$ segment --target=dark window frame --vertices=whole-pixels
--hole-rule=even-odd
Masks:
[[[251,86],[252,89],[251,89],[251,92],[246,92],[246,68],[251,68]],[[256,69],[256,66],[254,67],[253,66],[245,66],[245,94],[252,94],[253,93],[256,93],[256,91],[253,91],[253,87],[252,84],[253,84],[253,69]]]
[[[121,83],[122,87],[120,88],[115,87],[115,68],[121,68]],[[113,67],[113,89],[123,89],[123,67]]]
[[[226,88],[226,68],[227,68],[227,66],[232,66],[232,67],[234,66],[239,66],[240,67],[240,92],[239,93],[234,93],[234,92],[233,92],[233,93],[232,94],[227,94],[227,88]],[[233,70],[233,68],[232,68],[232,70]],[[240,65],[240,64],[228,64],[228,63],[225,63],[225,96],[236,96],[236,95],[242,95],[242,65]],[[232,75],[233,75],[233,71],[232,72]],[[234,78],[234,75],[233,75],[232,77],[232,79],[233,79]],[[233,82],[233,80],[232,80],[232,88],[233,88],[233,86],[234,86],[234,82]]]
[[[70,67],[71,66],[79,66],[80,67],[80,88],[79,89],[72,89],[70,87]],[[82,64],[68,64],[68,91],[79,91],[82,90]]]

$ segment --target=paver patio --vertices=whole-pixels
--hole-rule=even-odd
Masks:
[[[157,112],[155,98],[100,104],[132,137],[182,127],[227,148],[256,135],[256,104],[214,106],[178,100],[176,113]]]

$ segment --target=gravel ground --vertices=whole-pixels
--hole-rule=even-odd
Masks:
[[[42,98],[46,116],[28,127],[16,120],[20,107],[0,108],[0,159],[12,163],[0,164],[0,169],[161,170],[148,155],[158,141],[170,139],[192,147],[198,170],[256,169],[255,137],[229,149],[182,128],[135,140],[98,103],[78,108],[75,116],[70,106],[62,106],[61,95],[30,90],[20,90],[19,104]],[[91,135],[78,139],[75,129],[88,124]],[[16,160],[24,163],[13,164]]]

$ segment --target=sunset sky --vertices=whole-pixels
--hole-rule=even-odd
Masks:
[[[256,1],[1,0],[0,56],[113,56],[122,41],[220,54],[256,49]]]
━━━━━━
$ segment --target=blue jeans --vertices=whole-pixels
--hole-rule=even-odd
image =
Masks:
━━━━━━
Exercise instructions
Report how many lines of the material above contain the string "segment". Give only the number.

Result for this task
5